The Swimmer Frank Perry (USA 1968; script Eleanor Perry) Burt Lancaster, Janice
viewed dvd 2 March 2018
Penelope and Odysseus
The male body as an actual physical presence –not an object – has been (as far as I am aware) very limited as a form of mainstream cultural expression. All that comes to mind is the idealisation of the male form in Ancient Greece, and their corrupted imitators of Rome and Nazi Germany. There is nineteenth century painting and of course photography of the male body, but in these expressions of men, the bodies seem to be more objects of gaze. I am not overwhelmed by them in the same sense that I am in the physical presence of the marble Greek sculptures.
But then out of the blue we have The Swimmer, a movie starring Burt Lancaster as the protagonist, Ned. Lancaster stripped down to the buff, an actual male body, a presence not an object, moving across the manicured lawns of American suburbia. Lancaster, a presence that is vulnerable but always carries a menace in its capacity define the world and its relations on the terms of physicality.

▶ **Data provided**:
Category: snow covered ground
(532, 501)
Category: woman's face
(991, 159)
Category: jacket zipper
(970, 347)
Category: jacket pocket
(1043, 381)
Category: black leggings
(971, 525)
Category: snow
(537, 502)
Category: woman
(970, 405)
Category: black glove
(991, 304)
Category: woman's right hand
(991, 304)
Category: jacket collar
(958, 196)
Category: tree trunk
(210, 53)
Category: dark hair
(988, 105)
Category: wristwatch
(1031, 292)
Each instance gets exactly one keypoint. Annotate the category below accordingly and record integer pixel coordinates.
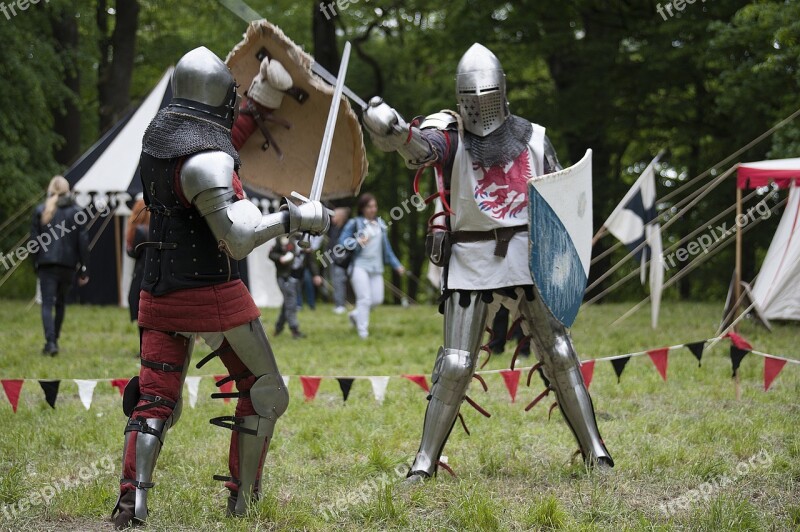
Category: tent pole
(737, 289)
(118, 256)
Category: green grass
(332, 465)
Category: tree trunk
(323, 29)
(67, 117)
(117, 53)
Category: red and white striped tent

▶ **Task instructions**:
1) In the review of The Swimmer, which actor plays the protagonist, Ned?
2) Take the review of The Swimmer further, starting right after its last sentence.

▶ **Answers**:
1) Burt Lancaster plays Ned.

2)
The Swimmer is surely an act of homage that Lancaster chose to pay to his own body. The part of Ned was one that Lancaster was desperate to play, so much so that as the Swimmer ran out of money at the end of production, Lancaster contributed to paying for the final days of the shoot.
John Cheever wrote his original short story ‘The Swimmer’ for the New Yorker magazine. A wry commentator on life in the commuter hinterlands of New York City, Cheever’s eye was sensitised to the faintest of ripples disturbing the surface of the immaculately kept suburban swimming pools.
Cheever’s short story is an account of an all American suburbanite, Ned, who decides one fine day late in the summer, to swim the County. That is to say to leap frog his way home from an early morning drinks party using the many swimming pools of friends and neighbours to create an aquatic pathway back to his house. Under Cheever’s pen, Ned’s body is almost an abstraction. Under the eye of Frank Perry’s camera lens Ned’s Body is a dominating vibrant physical phenomenon.
Cheever’s story feels like a draft rather than the finished article. Ideas and possibilities are suggested not developed. It is Eleanor Perry’s interpretation of the Swimmer’s potential that transforms Cheever’s writing into a compelling film fable, a moral lesson, grounded in myth, that comprises an astute feminist critique. She maintains the story’s natatorial structure but recalibrates its content.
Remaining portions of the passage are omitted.